Indeed, the Pfizer Journal, in an article on land reform, writes that “property rights are fundamental to human health and dignity. And protection of property—including the property of the mind—is fundamental to the industries that make jobs available to drive a healthy economy.” We’re sure the citizens of New London would agree.
After all, eminent domain seizures are never a pretty exercise. While the law stipulates that the city must pay market value for the property, in many instances, the payments are lowballed—sometimes as much as 50 percent. Meanwhile, the increased value of the property is not taken into account in the sale—whatever “benefits” may accrue from the development are never passed on to previous residents.
The issue has united people from both ends of the political spectrum, from the libertarian Institute of Justice to former Green Party candidate Ralph Nader. Nader, in his recent book on corporate welfare, deplored the business-political backrubbing exercise that makes a habit of condemning low-income property for the convenience of corporations. That it is done for the sake of community development is often a canard, he adds.
Nor do most of the condemned neighborhoods live up to [fit] the supreme Court’s own standard of “blight” set forth in its 1954 decision in Berman v. Parker. (New London’s plaintiffs have nice, middle-class homes). Besides, if corporations want to move into poor areas, nothing is stopping them from buying out homeowners at a price they would accept. “Gentrification” happens all the time, without any help from mayors.
In Kelo, defense counsel was asked on Tuesday whether higher tax revenue could justify any property seizure as in the public interest—say, that of a Motel 6 to make way for a Ritz-Carlton. Yes, he responded, if the difference is significant. But by that standard, nearly every piece of private property is effectively in play, at the whims of city planners.
Property rights were written into the Constitution explicitly to defend against this very brand of wrecking-ball politics. Respect for private land is what separated this country from others with a penchant for seizing and nationalizing things at whim.

** Required work **
• A. Answer the following questions using the eminent domain excerpt:
(i) By as much as what percentage are payments for seized property sometimes lowballed?
(ii) Which 1954 decision set forth the Supreme Court's standard of "blight"?
(iii) In the example put to defense counsel, which business would make way for a Ritz-Carlton?
• B. From the eminent domain excerpt, swap "market value" for "fair market value" and give the passage between "After all, eminent" and "canard, he adds.", inclusive.

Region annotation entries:
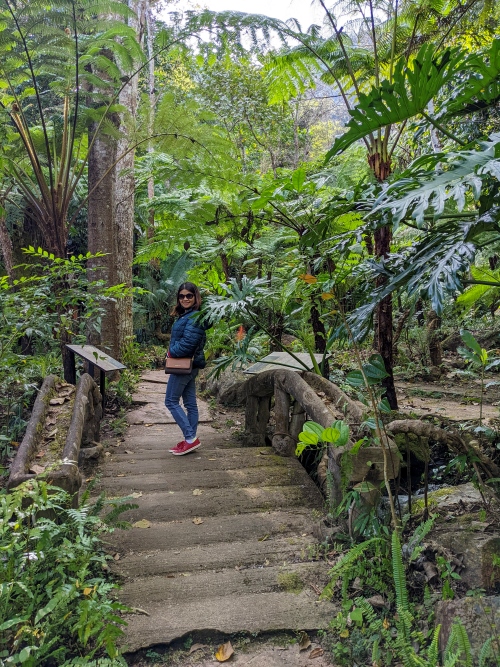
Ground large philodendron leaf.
[373,133,500,227]
[349,209,500,338]
[439,39,500,120]
[326,43,464,160]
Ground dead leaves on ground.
[188,644,210,655]
[215,642,234,662]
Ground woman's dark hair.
[170,283,201,317]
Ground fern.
[478,637,498,667]
[326,43,464,160]
[392,531,409,612]
[321,537,383,599]
[445,621,472,667]
[427,625,441,667]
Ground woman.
[165,283,207,456]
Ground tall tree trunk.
[374,226,398,410]
[0,202,14,279]
[146,6,158,250]
[368,142,398,410]
[87,129,119,356]
[88,0,146,359]
[112,0,146,358]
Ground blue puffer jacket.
[168,310,207,368]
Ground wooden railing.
[220,368,399,503]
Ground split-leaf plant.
[0,480,137,667]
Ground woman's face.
[179,289,194,310]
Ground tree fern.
[326,43,464,160]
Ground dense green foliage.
[0,481,136,667]
[0,0,500,667]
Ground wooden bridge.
[94,371,336,652]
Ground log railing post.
[273,384,295,456]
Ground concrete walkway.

** Solved tasks **
• A.
(i) As much as 50 percent.
(ii) Berman v. Parker.
(iii) A Motel 6.

• B.
After all, eminent domain seizures are never a pretty exercise. While the law stipulates that the city must pay fair market value for the property, in many instances, the payments are lowballed—sometimes as much as 50 percent. Meanwhile, the increased value of the property is not taken into account in the sale—whatever “benefits” may accrue from the development are never passed on to previous residents.
The issue has united people from both ends of the political spectrum, from the libertarian Institute of Justice to former Green Party candidate Ralph Nader. Nader, in his recent book on corporate welfare, deplored the business-political backrubbing exercise that makes a habit of condemning low-income property for the convenience of corporations. That it is done for the sake of community development is often a canard, he adds.